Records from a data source
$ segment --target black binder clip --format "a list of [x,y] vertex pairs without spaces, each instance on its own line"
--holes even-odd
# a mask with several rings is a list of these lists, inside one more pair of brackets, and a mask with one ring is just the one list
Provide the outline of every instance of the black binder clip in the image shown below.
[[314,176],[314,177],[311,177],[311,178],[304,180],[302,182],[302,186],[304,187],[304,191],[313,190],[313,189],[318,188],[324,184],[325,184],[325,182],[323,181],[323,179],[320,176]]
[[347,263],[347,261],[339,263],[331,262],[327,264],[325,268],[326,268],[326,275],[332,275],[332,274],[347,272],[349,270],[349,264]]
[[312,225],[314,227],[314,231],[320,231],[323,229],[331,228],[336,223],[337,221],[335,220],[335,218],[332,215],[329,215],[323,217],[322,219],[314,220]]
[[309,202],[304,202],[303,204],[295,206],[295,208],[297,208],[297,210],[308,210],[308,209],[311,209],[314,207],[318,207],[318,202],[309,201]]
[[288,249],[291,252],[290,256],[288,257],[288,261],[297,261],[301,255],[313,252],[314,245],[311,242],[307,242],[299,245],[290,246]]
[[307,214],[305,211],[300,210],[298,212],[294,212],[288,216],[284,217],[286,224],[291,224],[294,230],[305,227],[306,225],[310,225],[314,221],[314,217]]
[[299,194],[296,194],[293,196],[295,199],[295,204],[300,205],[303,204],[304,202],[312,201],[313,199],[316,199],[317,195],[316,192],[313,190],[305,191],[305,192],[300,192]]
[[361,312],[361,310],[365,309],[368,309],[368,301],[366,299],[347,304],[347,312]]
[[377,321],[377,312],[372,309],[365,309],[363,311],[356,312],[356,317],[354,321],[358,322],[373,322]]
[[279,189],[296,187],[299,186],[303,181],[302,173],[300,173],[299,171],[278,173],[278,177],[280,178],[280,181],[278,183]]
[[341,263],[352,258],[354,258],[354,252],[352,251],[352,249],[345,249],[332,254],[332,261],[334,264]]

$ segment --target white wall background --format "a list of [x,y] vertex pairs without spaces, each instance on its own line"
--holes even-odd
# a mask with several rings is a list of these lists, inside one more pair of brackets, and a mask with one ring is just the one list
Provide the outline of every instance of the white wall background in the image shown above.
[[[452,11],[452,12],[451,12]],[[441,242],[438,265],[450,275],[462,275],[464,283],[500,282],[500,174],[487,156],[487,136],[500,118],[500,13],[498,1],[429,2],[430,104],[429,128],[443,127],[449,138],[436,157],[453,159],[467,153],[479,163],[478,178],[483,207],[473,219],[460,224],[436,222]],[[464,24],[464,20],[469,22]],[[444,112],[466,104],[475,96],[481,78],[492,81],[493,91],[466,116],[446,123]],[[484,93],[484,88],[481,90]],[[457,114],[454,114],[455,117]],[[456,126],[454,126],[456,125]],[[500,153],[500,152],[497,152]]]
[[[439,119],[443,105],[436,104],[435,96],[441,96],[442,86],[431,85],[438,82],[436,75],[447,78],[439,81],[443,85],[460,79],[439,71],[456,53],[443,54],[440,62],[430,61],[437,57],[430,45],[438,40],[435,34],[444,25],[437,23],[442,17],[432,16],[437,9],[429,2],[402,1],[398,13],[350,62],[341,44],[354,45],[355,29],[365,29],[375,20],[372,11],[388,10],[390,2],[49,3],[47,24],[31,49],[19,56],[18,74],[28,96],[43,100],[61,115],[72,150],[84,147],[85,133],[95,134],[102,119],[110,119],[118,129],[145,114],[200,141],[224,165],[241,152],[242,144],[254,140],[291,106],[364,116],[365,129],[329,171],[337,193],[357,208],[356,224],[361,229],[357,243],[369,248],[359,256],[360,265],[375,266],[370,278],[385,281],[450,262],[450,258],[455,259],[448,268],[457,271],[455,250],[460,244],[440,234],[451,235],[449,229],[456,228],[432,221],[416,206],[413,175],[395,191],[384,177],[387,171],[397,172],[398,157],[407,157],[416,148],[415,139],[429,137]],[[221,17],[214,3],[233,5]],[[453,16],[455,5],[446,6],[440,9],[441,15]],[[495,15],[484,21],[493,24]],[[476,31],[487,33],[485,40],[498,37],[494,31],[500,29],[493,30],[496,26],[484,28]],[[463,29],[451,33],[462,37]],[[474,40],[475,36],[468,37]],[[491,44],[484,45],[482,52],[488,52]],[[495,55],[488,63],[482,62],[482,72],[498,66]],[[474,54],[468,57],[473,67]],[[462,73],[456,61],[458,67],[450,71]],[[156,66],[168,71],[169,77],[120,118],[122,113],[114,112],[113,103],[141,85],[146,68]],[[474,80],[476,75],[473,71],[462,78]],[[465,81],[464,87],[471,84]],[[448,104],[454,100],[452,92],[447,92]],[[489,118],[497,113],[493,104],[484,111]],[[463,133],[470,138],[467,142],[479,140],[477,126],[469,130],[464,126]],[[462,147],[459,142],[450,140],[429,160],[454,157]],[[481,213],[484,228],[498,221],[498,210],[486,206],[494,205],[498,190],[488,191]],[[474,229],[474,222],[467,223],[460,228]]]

__Your instructions__
Your answer must be the records themselves, output again exactly.

__Task solution__
$ segment --target black binder clip --format "a list of [x,y] vertex pairs without spaces, each instance on its own line"
--holes even-odd
# a mask with several rings is a list of these lists, inside one more pair of brackets, and a mask with one ring is just the one list
Provide the outline of every instance of the black binder clip in the image shown below.
[[314,176],[314,177],[311,177],[311,178],[304,180],[302,182],[302,186],[304,187],[304,191],[313,190],[313,189],[318,188],[324,184],[325,184],[325,182],[323,181],[323,179],[320,176]]
[[347,263],[347,261],[339,263],[331,262],[327,264],[325,268],[326,268],[326,275],[332,275],[332,274],[347,272],[349,270],[349,264]]
[[312,225],[314,227],[314,231],[320,231],[323,229],[331,228],[336,223],[337,221],[335,220],[335,218],[332,215],[329,215],[323,217],[322,219],[314,220]]
[[309,202],[304,202],[303,204],[295,206],[295,208],[297,208],[297,210],[308,210],[308,209],[311,209],[314,207],[318,207],[318,202],[309,201]]
[[288,249],[291,252],[290,256],[288,257],[288,261],[297,261],[301,255],[313,252],[314,245],[311,242],[307,242],[299,245],[290,246]]
[[307,214],[305,211],[300,210],[298,212],[294,212],[288,216],[284,217],[286,224],[291,224],[294,230],[305,227],[306,225],[310,225],[314,221],[314,217]]
[[299,194],[296,194],[293,196],[295,199],[295,204],[300,205],[303,204],[304,202],[312,201],[313,199],[316,199],[317,195],[316,192],[313,190],[305,191],[305,192],[300,192]]
[[361,312],[361,310],[365,309],[368,309],[368,301],[366,299],[347,304],[347,312]]
[[377,321],[377,312],[372,309],[365,309],[363,311],[356,312],[356,317],[354,321],[358,322],[373,322]]
[[279,189],[296,187],[299,186],[303,181],[302,173],[300,173],[299,171],[278,173],[278,177],[280,178],[280,181],[278,183]]
[[341,263],[352,258],[354,258],[354,252],[352,251],[352,249],[345,249],[332,254],[332,261],[334,264]]

$ segment --target white wall background --format "a list of [x,y] vertex pairs without spaces, each instance on its own line"
--holes even-odd
# a mask with several rings is a list of these lists, inside one more pair of brackets, and a mask with one ring is just the one list
Provide the outline of every instance of the white wall background in the image shown above.
[[[452,11],[452,12],[451,12]],[[441,242],[438,265],[450,275],[462,275],[464,283],[500,282],[500,174],[487,156],[487,136],[500,118],[500,13],[498,1],[429,2],[430,104],[429,128],[443,127],[449,138],[436,157],[453,159],[467,153],[479,163],[478,178],[483,207],[473,219],[460,224],[436,222]],[[464,24],[464,20],[469,22]],[[444,112],[466,104],[475,96],[481,78],[492,81],[493,91],[466,116],[446,123]],[[484,93],[484,88],[481,90]],[[457,114],[454,114],[455,117]],[[456,126],[454,126],[456,125]],[[500,153],[500,152],[497,152]]]
[[[439,119],[443,105],[436,104],[435,96],[441,96],[442,86],[431,85],[438,82],[436,75],[447,78],[439,81],[443,85],[460,79],[439,71],[456,53],[443,54],[440,62],[430,61],[437,57],[430,45],[438,40],[435,34],[444,25],[437,23],[442,17],[432,16],[437,9],[429,2],[402,1],[398,13],[350,62],[341,44],[354,45],[355,29],[365,29],[375,20],[372,11],[388,10],[390,2],[49,3],[47,24],[31,49],[19,56],[18,74],[28,96],[43,100],[61,115],[72,150],[84,147],[85,133],[95,134],[102,119],[110,119],[118,129],[145,114],[200,141],[224,165],[241,152],[242,144],[254,140],[291,106],[364,116],[365,129],[329,171],[337,193],[357,208],[356,224],[361,229],[357,243],[369,248],[359,256],[360,265],[375,266],[370,278],[385,281],[450,262],[450,258],[455,259],[448,268],[457,271],[455,250],[460,244],[440,234],[451,235],[449,229],[456,228],[432,221],[416,206],[413,175],[395,191],[384,177],[387,171],[397,172],[398,157],[407,157],[416,148],[415,139],[429,137]],[[221,17],[214,3],[233,5]],[[453,16],[455,5],[446,6],[440,9],[441,15]],[[495,15],[484,21],[493,24]],[[476,31],[487,33],[485,40],[498,37],[494,31],[500,29],[493,30],[496,26],[484,28]],[[463,29],[451,33],[462,37]],[[474,40],[475,36],[468,37]],[[491,44],[484,45],[482,52],[488,52]],[[495,55],[488,63],[482,62],[482,72],[498,66]],[[474,54],[468,57],[473,67]],[[462,73],[456,61],[458,67],[450,71]],[[156,66],[168,71],[169,77],[120,118],[122,113],[114,112],[113,103],[141,85],[146,68]],[[474,80],[476,75],[473,71],[462,78]],[[465,81],[464,87],[471,84]],[[448,104],[454,100],[452,92],[447,92]],[[489,118],[497,113],[493,104],[484,111]],[[463,133],[470,138],[467,142],[479,140],[477,126],[469,130],[464,126]],[[462,147],[459,142],[450,140],[429,160],[454,157]],[[481,213],[484,228],[498,221],[498,210],[486,206],[494,205],[498,190],[488,191]],[[474,229],[474,222],[467,223],[460,228]]]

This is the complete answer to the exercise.